To do:
(1) Transcribe the passage of the USDA loan text that runs from "Learn More: USDA" to "for direct loans.".
(2) Write the next part of the text on USDA home loans, picking up after its final sentence.

Document:
┌────────
U.S. Department of Agriculture (USDA) loans are tailor-made for very low- to moderate-income households that can’t get conventional financing and want to enjoy the stability of homeownership.

Here’s what you need to know about USDA loans, including how to get one:

What is a USDA loan?

A USDA loan can help you purchase, repair, renovate, build, or even relocate a home that you’ll use as your primary residence. In most cases, you’re not required to make a down payment.

If you have low to moderate income and you’d like to be a homeowner in an area with a population below 35,000, you may want to consider a USDA loan.

Learn More: USDA vs. FHA Loans: What’s the Difference?

How does a USDA loan work?

USDA loans work a bit differently depending on which type of USDA loan you’re getting. There are three USDA home loan programs you can choose from:

  • USDA guaranteed loans: These loans are 30-year, fixed-rate loans issued and funded by USDA mortgage lenders, who determine the interest rates. The USDA guarantees 90% of the loan amount to protect the lender if you don’t repay the loan. The income limits for guaranteed loans are higher than the limits for direct loans.
└────────
Given records:
┌────────
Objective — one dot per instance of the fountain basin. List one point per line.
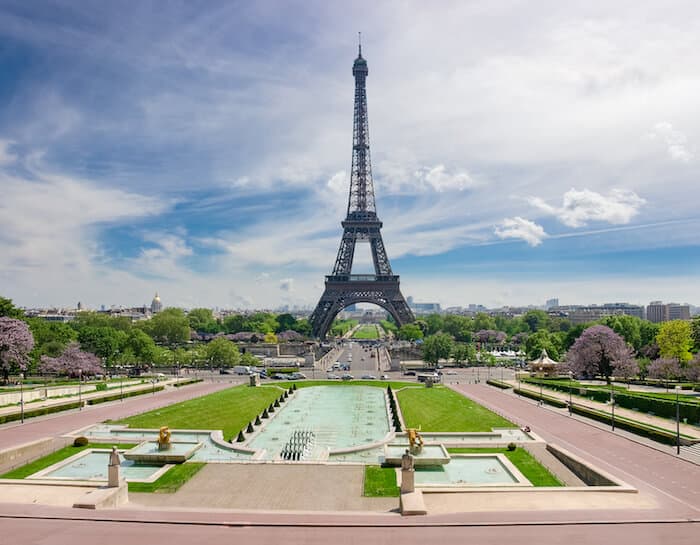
└────────
┌────────
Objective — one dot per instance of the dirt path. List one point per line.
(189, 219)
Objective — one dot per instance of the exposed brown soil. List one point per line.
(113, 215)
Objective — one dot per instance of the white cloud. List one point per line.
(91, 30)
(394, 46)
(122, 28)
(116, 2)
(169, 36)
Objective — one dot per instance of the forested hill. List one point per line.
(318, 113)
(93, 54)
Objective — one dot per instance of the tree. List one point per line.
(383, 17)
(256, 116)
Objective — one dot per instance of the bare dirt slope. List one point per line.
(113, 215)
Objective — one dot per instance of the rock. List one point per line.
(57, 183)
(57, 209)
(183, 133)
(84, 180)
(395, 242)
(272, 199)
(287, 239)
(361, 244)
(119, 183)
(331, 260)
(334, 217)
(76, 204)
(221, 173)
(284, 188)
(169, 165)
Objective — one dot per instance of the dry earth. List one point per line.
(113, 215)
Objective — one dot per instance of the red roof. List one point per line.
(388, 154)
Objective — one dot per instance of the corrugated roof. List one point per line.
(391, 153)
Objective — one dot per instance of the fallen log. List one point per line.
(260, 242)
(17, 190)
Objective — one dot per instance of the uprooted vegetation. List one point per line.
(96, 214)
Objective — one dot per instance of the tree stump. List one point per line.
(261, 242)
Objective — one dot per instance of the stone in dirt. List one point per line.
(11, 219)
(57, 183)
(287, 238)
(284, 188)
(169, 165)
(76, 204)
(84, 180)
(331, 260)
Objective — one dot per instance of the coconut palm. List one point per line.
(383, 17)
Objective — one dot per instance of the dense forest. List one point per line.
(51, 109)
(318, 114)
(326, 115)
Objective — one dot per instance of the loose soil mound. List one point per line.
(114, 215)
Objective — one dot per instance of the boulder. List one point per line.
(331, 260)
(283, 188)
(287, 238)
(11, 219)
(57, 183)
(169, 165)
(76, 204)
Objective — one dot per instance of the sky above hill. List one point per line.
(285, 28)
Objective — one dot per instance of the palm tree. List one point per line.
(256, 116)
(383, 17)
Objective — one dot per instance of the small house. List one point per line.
└────────
Answers provided:
(1)
Learn More: USDA vs. FHA Loans: What’s the Difference?

How does a USDA loan work?

USDA loans work a bit differently depending on which type of USDA loan you’re getting. There are three USDA home loan programs you can choose from:

  • USDA guaranteed loans: These loans are 30-year, fixed-rate loans issued and funded by USDA mortgage lenders, who determine the interest rates. The USDA guarantees 90% of the loan amount to protect the lender if you don’t repay the loan. The income limits for guaranteed loans are higher than the limits for direct loans.

(2)
  • USDA direct loans: These loans are underwritten and serviced by the USDA. They can have terms of up to 38 years and interest rates as low as 1%. To qualify, you must have a low or very low income for your area, not be qualified for other financing, and be without decent, safe, and sanitary housing.
  • USDA home improvement loans: Very low-income homeowners who can’t get other credit may be able to borrow up to $20,000 at an interest rate of 1% to repair, improve, or modernize a home in a rural area.

This article will focus on guaranteed and direct loans.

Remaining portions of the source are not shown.